Begin Extracted records

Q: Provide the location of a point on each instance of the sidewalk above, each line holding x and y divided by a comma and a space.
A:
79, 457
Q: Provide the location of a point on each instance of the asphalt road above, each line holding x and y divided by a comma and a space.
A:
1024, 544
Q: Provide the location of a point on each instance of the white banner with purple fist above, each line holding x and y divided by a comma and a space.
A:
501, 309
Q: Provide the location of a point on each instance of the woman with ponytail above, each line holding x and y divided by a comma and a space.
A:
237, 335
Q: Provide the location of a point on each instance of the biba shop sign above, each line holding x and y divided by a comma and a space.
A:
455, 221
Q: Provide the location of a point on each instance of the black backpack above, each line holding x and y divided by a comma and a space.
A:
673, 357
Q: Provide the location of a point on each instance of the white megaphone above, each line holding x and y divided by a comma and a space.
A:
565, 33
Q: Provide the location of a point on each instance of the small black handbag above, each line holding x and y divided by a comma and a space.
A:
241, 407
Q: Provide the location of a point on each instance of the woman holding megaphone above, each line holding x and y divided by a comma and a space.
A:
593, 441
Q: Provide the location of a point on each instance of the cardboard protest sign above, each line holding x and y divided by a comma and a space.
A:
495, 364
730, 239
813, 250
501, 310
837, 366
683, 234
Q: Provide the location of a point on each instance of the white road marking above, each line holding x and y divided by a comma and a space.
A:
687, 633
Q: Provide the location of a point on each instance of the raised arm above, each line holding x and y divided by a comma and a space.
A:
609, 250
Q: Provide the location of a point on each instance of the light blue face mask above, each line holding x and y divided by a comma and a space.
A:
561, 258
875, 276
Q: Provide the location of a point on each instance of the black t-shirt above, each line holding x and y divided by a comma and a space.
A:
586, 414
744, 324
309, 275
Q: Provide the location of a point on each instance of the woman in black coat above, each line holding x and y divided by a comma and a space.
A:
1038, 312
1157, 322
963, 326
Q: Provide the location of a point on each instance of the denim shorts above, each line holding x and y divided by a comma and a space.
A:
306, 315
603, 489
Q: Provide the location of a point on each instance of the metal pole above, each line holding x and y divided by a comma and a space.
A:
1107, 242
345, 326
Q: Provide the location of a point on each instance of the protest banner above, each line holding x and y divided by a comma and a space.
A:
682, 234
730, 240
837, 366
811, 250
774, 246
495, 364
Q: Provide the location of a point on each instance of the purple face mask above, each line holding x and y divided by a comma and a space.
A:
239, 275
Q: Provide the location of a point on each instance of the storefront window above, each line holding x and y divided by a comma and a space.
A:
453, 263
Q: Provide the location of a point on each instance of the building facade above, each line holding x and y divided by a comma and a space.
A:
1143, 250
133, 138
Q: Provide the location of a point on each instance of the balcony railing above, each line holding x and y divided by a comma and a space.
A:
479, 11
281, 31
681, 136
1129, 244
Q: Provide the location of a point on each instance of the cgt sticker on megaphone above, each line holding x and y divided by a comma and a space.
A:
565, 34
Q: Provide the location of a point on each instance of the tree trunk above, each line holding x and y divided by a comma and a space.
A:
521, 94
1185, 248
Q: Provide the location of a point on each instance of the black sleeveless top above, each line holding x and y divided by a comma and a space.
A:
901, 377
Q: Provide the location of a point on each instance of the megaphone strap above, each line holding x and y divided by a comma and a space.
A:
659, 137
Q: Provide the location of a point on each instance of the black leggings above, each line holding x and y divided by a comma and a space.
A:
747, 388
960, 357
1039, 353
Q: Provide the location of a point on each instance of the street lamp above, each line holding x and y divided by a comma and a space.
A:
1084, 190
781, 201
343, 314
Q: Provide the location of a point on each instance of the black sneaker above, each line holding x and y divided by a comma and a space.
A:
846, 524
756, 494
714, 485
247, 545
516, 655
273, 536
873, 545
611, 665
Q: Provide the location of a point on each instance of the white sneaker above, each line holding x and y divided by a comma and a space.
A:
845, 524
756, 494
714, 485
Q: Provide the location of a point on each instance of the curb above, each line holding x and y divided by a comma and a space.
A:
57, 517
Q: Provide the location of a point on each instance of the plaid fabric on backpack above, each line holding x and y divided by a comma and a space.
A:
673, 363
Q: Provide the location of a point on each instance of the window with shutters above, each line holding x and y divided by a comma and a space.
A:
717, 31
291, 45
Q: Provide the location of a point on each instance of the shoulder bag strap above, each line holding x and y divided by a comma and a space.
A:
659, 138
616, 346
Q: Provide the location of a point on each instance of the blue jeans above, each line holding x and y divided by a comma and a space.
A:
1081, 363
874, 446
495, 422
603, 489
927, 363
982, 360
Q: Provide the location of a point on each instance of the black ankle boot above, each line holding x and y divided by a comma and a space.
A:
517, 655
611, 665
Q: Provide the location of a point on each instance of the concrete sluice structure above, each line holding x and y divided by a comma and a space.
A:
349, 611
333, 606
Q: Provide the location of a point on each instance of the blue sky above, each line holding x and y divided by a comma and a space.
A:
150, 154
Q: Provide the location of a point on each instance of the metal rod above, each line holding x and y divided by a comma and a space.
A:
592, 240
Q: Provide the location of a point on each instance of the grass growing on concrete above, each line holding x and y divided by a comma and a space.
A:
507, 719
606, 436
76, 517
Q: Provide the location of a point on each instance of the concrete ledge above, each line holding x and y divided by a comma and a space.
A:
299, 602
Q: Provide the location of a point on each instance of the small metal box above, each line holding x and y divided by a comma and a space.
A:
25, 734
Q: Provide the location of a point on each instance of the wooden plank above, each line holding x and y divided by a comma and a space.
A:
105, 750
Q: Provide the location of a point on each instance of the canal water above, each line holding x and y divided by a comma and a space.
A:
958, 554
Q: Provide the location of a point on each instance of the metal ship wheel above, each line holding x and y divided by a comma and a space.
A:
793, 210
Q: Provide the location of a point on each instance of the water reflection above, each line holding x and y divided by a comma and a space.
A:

End Extracted records

__Set task__.
Only the lines from the one with "the concrete ledge" through the end of the material are wanted; copy them exactly, both ends included.

__Solution to this task__.
Q: Provide the location of a point on each instance of the concrete ledge above, each line holding x and y divided by a comma and a space.
A:
299, 602
Q: Provide the location of a point on each instance of the small metal box above, each line holding x and y divided by a comma and a space.
A:
25, 734
Q: Provide the location of a point on each instance of the wooden plank above, each line holding x and y divided by a comma and a space.
A:
105, 750
Q: Provide the location of a point on each instance of the canal water above, each line holding x and y divided by a comma and a space.
A:
958, 554
Q: Provide the location of a point on each instance of the metal ship wheel above, each line holding x and y divided by a comma and a space.
A:
793, 210
Q: Provide the location of a point on each instance of the water reflection above, each line holding x and y divided by a comma and a space.
A:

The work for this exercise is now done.